### DIRECTION 1
Answer these questions about the TTS passage:
(a) What two kinds of score can the final output be selected on?
(b) Which TTS engine types are listed as examples?
(c) Which utterance pieces does the passage name for applying the methods and systems?
### DIRECTION 2
Can you rewrite the TTS passage between "[0013] It is" and "word-by-word, syllable-by-syllable, etc.", inclusive, swapping "syllable-by-syllable" for "phrase-by-phrase"?

DETAILED DESCRIPTION
[0011] Exemplary embodiments include a system for dynamically and
automatically selecting among TTS systems having different
algorithms for generating waveforms. The desired text is
synthesized several times by different systems, and the output is
selected dynamically among the systems based on a confidence score
or a minimum cost function score to produce the final synthetic
speech output waveform. The score is used as a switch to select one
of the available TTS renditions of the text as the speech
output.
[0012] Various choices for the multiple TTS systems exist. In
general, in the embodiments described herein, it is understood that
several different TTS technologies can be implemented such as, but
not limited to: a formant TTS engine; a concatenative TTS engine; a
Hidden-Markov-Model-based engine, etc. Another choice is to use the
same basic technology, but vary some of the parameters to generate
different outputs. For example, the concatenative TTS engine has
weights allow a trade-off of various aspects of the cost function.
Therefore, in one implementation, a trade-off of spectral
smoothness with closeness to the prosodic targets when selecting a
segment for concatenation could be made. By adjusting the weights
controlling this trade-off different output speech from the same
system could be generated.
[0013] It is appreciated that the exemplary embodiments of the
methods and systems described here apply to TTS for speech at
various utterance pieces including sentence-by-sentence,
word-by-word, syllable-by-syllable, etc.

### DATASET
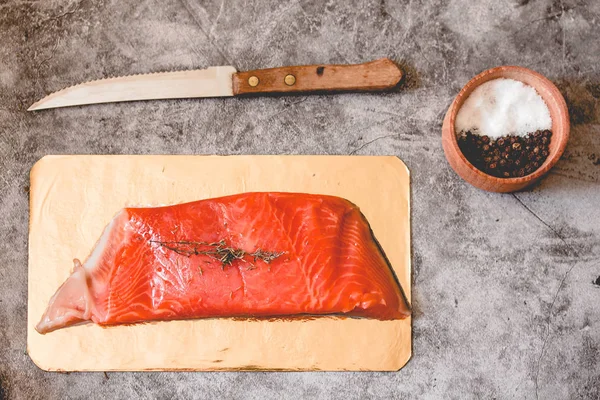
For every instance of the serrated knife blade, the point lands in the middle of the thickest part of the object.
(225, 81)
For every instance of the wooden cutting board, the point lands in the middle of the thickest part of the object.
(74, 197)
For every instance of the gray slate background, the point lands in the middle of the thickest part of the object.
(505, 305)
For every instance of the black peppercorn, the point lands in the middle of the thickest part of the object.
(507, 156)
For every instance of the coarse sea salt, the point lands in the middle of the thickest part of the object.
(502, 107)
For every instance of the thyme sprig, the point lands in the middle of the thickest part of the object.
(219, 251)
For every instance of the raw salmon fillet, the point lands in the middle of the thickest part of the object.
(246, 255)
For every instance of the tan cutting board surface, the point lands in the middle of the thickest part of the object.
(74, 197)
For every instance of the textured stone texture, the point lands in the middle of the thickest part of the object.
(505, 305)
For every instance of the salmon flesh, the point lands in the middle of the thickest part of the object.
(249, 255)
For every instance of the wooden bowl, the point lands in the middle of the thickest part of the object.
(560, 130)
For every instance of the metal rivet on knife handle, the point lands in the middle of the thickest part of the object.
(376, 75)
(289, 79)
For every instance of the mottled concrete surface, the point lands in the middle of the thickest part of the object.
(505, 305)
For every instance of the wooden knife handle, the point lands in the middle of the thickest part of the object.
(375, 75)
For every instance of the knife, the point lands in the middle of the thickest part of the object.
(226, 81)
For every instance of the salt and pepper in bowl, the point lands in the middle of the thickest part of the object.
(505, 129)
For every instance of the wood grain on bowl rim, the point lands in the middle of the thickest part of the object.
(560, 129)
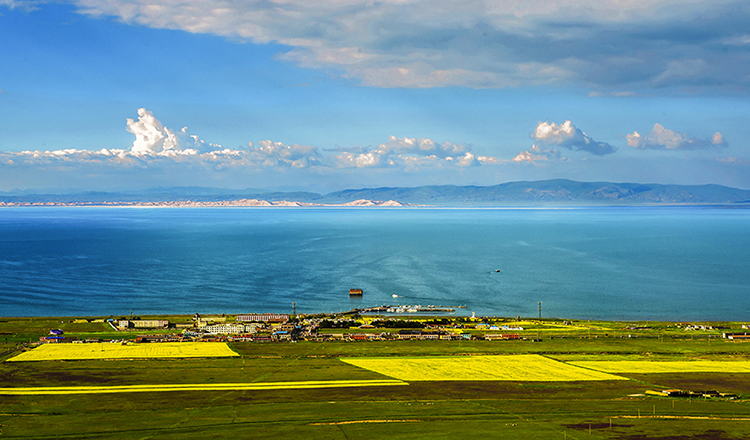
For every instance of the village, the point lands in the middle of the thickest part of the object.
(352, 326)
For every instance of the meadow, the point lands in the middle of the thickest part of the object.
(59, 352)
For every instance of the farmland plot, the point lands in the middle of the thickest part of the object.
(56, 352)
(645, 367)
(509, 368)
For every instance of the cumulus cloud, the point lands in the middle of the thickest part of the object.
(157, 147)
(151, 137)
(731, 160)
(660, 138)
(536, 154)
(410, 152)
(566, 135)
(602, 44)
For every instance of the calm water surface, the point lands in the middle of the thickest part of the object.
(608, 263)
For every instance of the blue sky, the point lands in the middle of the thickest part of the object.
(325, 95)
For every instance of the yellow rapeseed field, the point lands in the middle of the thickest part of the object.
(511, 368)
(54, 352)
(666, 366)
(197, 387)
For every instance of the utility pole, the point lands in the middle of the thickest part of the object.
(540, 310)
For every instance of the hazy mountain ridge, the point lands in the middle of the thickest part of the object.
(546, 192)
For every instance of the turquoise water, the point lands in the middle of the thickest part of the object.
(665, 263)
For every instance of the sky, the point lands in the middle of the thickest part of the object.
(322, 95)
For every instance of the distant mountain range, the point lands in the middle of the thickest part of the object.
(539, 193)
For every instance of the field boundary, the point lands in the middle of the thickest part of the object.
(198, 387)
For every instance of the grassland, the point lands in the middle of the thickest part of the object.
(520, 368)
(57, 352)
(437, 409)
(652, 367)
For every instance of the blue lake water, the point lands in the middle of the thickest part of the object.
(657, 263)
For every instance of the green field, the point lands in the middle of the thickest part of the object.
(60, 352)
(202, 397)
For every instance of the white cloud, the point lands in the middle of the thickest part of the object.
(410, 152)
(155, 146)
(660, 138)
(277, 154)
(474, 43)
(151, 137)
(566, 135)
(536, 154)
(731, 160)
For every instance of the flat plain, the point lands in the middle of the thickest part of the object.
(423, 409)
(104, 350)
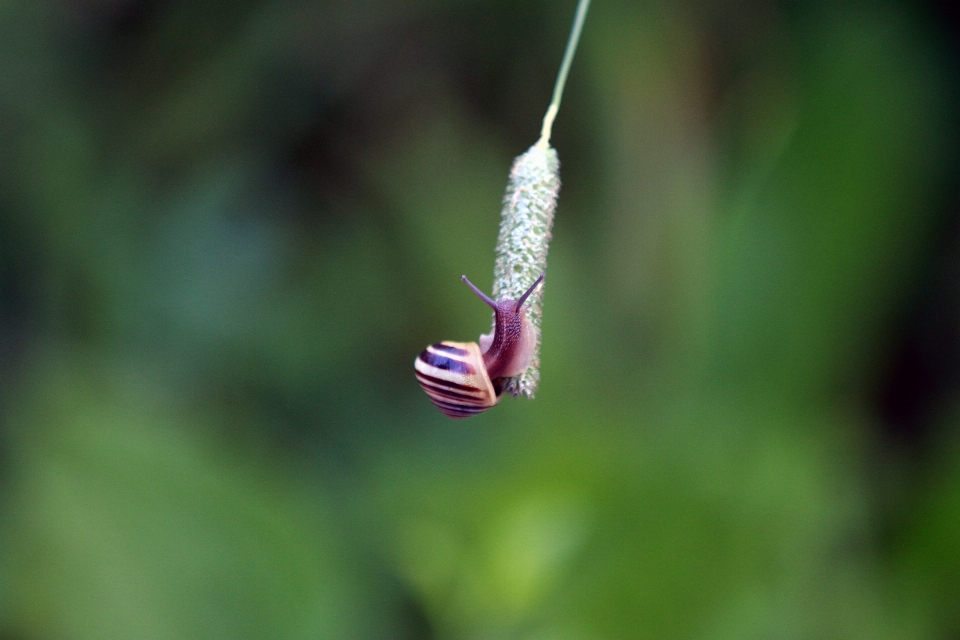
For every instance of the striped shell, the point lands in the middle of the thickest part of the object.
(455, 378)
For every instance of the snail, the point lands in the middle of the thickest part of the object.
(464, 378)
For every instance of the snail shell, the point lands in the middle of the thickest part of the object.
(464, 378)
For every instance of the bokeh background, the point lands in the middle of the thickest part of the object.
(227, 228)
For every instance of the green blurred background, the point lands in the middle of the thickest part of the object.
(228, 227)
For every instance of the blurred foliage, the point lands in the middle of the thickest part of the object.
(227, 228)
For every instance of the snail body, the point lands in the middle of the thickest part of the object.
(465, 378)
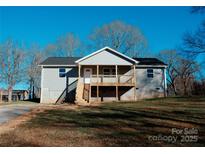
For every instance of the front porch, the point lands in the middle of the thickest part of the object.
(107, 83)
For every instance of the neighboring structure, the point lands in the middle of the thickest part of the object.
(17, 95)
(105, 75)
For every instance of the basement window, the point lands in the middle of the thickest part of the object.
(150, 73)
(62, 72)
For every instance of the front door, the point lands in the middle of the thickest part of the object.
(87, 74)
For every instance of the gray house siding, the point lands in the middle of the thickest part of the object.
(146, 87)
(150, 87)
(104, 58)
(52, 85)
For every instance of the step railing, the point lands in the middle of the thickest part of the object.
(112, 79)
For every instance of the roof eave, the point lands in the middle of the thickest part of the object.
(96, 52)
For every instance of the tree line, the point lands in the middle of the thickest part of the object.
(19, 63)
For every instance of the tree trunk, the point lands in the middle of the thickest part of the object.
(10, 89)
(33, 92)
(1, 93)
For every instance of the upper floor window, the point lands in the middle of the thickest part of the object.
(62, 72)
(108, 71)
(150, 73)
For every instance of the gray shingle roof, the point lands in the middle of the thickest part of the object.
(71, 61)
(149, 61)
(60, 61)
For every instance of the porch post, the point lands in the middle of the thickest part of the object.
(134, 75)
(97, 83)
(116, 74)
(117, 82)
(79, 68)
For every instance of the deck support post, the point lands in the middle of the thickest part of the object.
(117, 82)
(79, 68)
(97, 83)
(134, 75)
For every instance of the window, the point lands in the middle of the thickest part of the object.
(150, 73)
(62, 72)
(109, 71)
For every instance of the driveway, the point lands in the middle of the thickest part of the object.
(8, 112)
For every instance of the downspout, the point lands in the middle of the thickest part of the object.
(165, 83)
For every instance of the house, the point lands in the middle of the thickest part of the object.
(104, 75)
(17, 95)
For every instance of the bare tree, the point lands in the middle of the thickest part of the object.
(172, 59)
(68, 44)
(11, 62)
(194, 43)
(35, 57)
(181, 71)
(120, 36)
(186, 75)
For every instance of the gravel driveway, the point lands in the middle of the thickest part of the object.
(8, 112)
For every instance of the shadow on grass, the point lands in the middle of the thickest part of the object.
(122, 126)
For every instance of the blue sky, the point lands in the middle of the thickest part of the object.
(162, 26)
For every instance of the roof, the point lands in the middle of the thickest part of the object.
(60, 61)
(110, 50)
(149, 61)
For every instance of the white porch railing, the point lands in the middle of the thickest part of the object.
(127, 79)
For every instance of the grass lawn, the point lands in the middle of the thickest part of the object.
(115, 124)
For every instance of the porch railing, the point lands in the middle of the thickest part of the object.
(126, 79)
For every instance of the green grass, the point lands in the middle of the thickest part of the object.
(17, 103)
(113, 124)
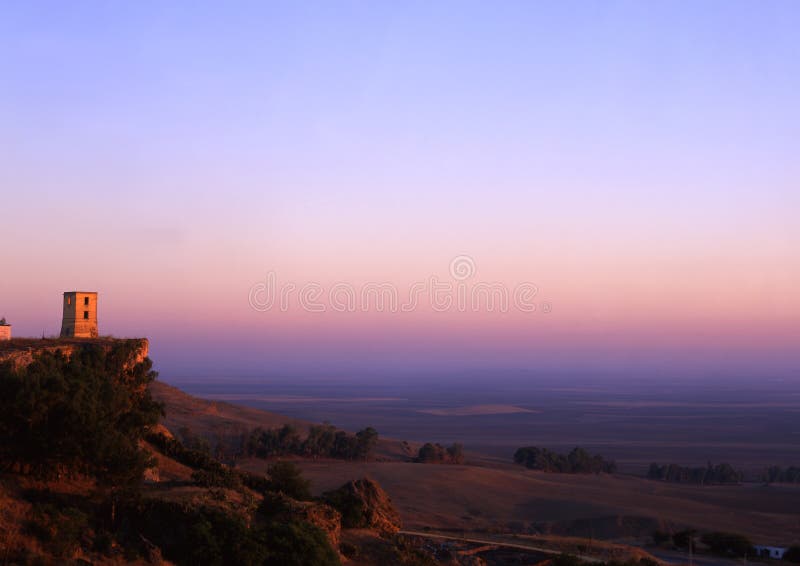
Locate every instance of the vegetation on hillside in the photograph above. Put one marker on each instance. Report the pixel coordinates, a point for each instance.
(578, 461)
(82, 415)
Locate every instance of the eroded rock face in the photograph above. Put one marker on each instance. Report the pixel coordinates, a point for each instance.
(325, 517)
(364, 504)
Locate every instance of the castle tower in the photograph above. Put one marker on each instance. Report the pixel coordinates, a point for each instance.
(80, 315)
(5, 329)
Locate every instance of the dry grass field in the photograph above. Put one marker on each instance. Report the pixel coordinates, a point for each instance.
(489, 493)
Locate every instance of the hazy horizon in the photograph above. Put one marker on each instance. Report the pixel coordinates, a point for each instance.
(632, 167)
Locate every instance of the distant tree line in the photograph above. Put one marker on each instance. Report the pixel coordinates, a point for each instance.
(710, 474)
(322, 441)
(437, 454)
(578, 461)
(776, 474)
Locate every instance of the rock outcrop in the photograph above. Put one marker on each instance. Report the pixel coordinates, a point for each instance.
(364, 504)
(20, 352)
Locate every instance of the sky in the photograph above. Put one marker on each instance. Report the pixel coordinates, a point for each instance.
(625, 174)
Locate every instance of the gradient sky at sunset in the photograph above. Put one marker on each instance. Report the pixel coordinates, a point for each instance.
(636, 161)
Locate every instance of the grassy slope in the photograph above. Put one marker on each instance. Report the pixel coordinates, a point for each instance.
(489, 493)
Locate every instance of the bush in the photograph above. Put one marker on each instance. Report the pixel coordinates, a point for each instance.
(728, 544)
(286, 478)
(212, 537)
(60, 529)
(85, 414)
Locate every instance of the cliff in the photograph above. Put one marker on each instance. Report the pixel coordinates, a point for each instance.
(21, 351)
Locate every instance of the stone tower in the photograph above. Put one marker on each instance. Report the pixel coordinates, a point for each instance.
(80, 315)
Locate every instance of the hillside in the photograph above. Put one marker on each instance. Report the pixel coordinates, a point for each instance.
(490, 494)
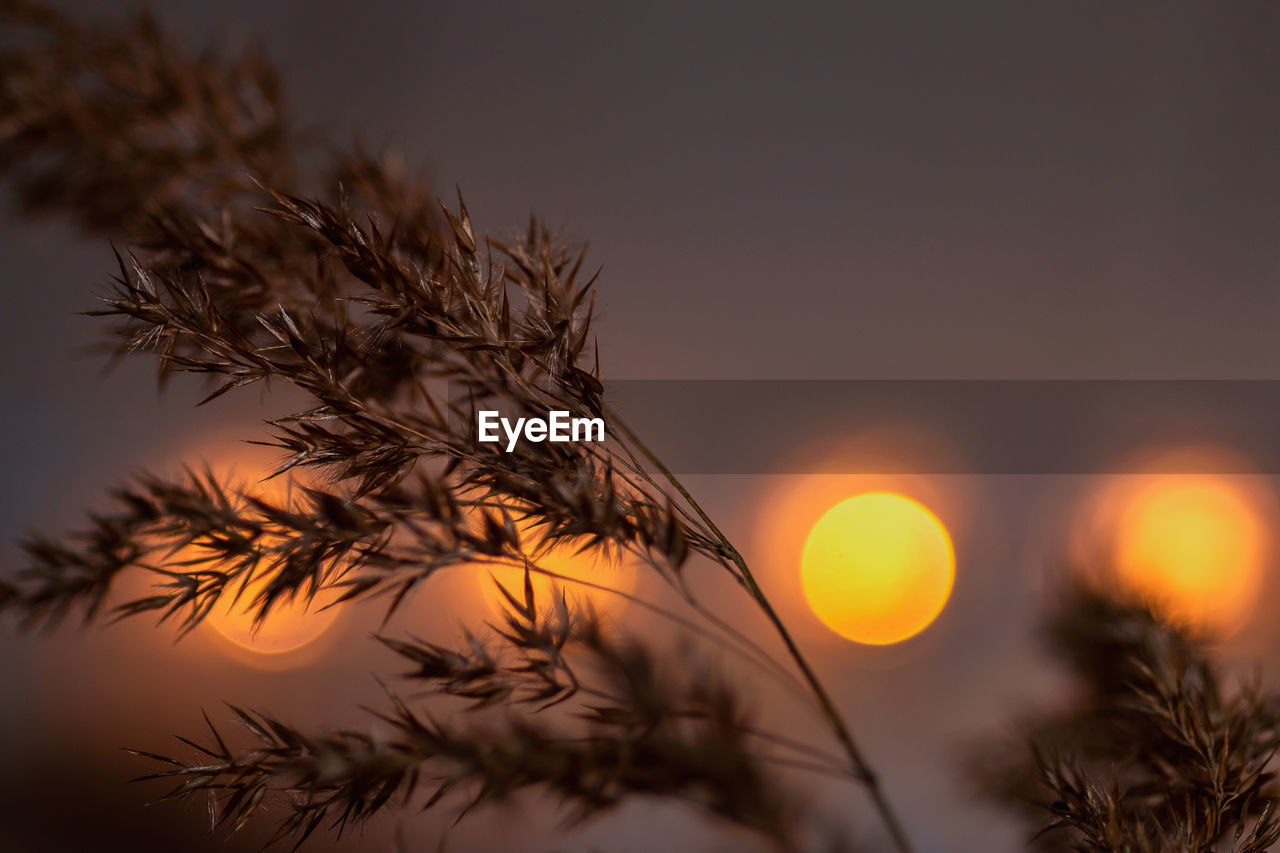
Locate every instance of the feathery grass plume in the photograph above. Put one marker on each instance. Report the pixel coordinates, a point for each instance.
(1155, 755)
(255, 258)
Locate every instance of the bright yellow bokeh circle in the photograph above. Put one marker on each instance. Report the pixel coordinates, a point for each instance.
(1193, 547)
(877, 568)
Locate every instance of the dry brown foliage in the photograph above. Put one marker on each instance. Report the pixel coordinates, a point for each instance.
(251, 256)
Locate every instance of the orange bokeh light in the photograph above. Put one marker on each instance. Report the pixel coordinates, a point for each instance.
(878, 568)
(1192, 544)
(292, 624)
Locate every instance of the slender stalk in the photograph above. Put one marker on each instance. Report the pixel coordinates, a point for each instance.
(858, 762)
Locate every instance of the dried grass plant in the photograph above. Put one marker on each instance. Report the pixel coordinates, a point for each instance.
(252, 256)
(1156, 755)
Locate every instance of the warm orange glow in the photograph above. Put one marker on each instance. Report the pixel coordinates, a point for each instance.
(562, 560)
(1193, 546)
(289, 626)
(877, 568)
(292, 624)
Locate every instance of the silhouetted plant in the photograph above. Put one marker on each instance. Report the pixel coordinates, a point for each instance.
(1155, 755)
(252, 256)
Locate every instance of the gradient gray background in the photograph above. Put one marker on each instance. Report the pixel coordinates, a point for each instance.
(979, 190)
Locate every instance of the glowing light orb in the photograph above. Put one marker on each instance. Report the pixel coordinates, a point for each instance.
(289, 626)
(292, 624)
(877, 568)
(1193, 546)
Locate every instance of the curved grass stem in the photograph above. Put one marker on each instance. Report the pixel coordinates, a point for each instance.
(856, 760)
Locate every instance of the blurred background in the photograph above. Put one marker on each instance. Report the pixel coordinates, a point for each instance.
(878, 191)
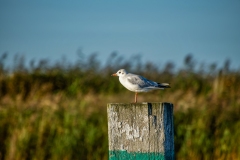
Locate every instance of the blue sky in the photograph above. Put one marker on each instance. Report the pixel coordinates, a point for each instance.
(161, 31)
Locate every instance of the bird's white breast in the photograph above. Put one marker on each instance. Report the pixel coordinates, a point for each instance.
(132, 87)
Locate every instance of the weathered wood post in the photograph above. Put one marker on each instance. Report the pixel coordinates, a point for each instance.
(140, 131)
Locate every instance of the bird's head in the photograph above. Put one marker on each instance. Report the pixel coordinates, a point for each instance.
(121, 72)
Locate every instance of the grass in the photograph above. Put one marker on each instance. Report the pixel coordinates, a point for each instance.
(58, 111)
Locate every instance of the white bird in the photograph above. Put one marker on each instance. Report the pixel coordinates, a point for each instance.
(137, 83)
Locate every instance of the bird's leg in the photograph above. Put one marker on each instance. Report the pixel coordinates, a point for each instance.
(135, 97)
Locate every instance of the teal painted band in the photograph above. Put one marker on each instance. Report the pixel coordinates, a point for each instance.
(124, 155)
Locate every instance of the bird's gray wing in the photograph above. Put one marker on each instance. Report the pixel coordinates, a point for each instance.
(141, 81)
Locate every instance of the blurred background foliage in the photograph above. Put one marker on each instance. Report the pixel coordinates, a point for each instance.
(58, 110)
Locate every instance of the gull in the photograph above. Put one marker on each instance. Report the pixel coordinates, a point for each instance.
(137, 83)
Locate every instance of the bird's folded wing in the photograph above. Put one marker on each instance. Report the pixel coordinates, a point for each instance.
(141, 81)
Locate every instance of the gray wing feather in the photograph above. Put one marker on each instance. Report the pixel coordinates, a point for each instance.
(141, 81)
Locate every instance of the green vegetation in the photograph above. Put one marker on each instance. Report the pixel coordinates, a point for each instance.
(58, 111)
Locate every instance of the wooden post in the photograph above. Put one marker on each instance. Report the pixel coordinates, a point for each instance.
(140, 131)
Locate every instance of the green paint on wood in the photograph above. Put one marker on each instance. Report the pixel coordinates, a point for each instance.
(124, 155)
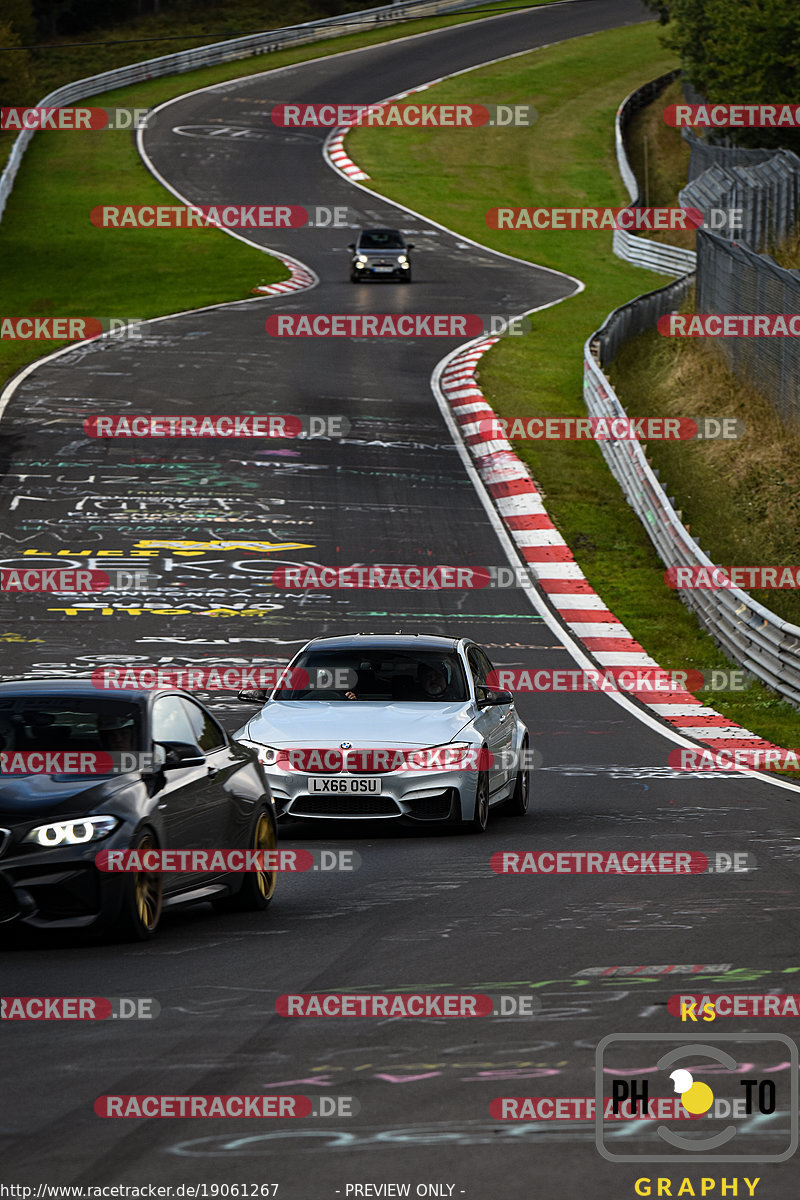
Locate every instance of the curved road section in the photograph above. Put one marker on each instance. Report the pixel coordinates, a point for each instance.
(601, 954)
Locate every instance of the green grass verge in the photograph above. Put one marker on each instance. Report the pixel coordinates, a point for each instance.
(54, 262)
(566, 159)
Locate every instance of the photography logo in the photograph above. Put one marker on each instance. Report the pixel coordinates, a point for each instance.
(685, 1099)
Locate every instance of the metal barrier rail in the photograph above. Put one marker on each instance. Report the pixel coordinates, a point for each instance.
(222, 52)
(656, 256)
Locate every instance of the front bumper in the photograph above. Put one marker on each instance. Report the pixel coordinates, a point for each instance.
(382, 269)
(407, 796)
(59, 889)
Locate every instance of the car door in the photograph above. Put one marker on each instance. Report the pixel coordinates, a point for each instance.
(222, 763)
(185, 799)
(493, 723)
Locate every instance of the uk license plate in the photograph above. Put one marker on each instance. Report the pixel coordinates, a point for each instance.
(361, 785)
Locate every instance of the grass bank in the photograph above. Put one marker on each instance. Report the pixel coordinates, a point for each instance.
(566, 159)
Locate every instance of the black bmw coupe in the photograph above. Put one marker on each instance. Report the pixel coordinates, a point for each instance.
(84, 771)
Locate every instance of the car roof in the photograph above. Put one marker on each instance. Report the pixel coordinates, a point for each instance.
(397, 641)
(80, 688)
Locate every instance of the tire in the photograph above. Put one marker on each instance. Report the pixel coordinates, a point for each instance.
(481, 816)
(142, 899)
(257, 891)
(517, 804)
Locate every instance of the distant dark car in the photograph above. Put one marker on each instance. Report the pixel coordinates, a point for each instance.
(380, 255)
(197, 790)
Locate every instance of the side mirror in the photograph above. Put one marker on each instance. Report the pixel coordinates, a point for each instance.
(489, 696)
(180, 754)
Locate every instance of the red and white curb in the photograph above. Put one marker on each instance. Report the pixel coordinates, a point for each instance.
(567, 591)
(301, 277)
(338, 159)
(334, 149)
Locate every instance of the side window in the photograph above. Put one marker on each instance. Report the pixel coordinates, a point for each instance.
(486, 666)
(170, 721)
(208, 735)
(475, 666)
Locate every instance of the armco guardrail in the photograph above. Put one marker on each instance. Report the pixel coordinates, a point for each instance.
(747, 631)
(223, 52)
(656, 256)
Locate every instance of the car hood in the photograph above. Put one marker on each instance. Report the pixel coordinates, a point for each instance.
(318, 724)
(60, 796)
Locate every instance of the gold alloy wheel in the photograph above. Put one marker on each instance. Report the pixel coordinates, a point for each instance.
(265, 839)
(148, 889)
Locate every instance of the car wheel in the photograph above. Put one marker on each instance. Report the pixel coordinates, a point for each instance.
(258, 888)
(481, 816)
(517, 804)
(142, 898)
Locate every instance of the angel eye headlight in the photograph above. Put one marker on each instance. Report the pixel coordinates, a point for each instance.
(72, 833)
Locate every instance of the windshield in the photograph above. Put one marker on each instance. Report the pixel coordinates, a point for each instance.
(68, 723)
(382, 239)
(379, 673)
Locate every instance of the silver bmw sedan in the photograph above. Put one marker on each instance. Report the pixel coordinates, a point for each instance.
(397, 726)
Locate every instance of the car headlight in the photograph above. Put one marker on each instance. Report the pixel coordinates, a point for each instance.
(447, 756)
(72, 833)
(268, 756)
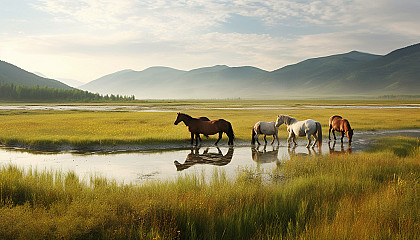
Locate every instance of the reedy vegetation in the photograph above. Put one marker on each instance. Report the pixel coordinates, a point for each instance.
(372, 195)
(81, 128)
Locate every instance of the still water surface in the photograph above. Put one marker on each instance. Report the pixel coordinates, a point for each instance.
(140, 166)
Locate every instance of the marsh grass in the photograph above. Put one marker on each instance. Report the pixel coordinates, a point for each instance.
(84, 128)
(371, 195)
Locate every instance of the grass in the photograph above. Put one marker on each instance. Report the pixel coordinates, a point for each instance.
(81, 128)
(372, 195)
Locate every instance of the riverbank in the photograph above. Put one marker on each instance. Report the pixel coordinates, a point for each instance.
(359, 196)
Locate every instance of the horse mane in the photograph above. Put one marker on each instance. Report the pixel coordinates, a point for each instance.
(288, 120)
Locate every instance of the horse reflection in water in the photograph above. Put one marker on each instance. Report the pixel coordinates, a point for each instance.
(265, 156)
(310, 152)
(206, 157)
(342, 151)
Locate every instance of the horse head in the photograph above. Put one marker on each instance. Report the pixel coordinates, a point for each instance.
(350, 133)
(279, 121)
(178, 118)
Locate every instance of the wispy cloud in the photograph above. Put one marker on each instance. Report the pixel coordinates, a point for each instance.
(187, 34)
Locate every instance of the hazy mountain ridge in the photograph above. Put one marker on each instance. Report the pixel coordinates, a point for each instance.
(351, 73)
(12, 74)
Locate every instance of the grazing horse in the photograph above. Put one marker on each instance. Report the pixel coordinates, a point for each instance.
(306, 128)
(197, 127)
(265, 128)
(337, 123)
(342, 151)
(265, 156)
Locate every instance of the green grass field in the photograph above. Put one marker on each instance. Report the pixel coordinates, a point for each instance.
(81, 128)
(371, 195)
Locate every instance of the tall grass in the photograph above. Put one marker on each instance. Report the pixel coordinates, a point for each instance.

### REPLY 1
(a) A confidence score or a minimum cost function score.
(b) A formant TTS engine, a concatenative TTS engine, and a Hidden-Markov-Model-based engine.
(c) Sentence-by-sentence, word-by-word, and syllable-by-syllable.

### REPLY 2
[0013] It is appreciated that the exemplary embodiments of the
methods and systems described here apply to TTS for speech at
various utterance pieces including sentence-by-sentence,
word-by-word, phrase-by-phrase, etc.